→ **Given exercise**: Rescale the material starting with the line that contains "Category: dark spot on wing" and going on through the last line of the material, reproducing every one of those lines, including the category and keypoint instruction lines. Multiply each point coordinate by 0.3 and round it to a whole number, with halves going up.

[Dataset content start]

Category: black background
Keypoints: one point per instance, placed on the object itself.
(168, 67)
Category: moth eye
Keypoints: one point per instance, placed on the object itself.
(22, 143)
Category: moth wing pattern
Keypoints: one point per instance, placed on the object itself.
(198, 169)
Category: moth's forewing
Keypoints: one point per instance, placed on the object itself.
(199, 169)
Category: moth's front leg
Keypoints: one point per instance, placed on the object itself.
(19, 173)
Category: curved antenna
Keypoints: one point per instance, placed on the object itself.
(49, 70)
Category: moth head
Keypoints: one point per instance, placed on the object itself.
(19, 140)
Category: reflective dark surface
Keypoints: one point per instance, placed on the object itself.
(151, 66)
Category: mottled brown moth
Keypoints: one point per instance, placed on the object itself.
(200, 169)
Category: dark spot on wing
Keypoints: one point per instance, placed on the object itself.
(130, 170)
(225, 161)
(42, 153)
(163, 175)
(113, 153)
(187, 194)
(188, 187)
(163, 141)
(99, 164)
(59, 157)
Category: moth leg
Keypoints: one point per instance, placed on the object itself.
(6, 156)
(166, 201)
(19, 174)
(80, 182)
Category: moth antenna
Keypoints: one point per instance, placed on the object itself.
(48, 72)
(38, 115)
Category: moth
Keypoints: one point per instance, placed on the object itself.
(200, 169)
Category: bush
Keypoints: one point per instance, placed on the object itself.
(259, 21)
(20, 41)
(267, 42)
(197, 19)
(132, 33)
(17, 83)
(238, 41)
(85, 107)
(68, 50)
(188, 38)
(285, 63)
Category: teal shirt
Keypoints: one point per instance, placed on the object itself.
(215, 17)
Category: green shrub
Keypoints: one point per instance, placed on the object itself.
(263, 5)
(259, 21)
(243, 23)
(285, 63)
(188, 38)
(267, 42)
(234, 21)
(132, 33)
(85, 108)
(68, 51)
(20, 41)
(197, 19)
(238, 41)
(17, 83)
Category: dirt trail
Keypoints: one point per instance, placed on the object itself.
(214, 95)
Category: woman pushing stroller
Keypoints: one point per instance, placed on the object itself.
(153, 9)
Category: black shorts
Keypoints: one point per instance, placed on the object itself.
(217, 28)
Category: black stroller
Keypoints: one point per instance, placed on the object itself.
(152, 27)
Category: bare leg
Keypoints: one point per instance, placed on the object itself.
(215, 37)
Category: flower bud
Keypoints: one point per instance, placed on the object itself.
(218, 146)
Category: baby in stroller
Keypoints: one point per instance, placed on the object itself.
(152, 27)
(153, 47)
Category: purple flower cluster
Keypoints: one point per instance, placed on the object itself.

[Dataset content end]

→ **Correct response**:
Category: dark spot on wing
Keypoints: one point per instance, placed on the object itself.
(39, 51)
(68, 48)
(13, 46)
(49, 53)
(34, 46)
(56, 58)
(56, 56)
(49, 42)
(30, 49)
(18, 47)
Category: moth leg
Keypoints: one point per instance, placed on the object itself.
(2, 47)
(50, 60)
(6, 52)
(24, 55)
Category: moth antenna
Keypoints: one point per instance, placed on the object itself.
(14, 22)
(11, 35)
Category: moth
Keypoints: one point per instance, placed on the object itself.
(60, 51)
Category: bush
Keypoints: one point per instance, placed on the object itself.
(78, 6)
(6, 12)
(80, 13)
(59, 6)
(40, 10)
(5, 25)
(71, 12)
(26, 32)
(20, 15)
(56, 11)
(86, 19)
Category: teal shirt
Keypoints: one point per instance, placed on the object itself.
(65, 5)
Category: green shrub
Keypoints: one point per instance, placed on the object itself.
(79, 2)
(78, 6)
(73, 7)
(86, 19)
(56, 11)
(80, 13)
(70, 6)
(40, 10)
(26, 32)
(20, 15)
(6, 12)
(59, 6)
(71, 12)
(5, 25)
Category: dirt trail
Keypoints: one point per instance, placed on the object itself.
(64, 29)
Category: woman pushing stroller
Keypoints: one point per instance, placed on the object itself.
(46, 3)
Category: black shorts
Keypoints: one point per instance, placed on the object itself.
(65, 8)
Category: black stroller
Keypoints: one point per instance, placed on the object itself.
(46, 8)
Category: bare leg
Keypoints: one point per instance, placed on the object itself.
(65, 11)
Category: flower bud
Keypoints: one point per instance, placed on the object itself.
(65, 44)
Category: baby in stroller
Keypoints: one point per instance, placed on the object itself.
(46, 8)
(46, 14)
Category: purple flower cluster
Keypoints: one point per instance, placed on the object itself.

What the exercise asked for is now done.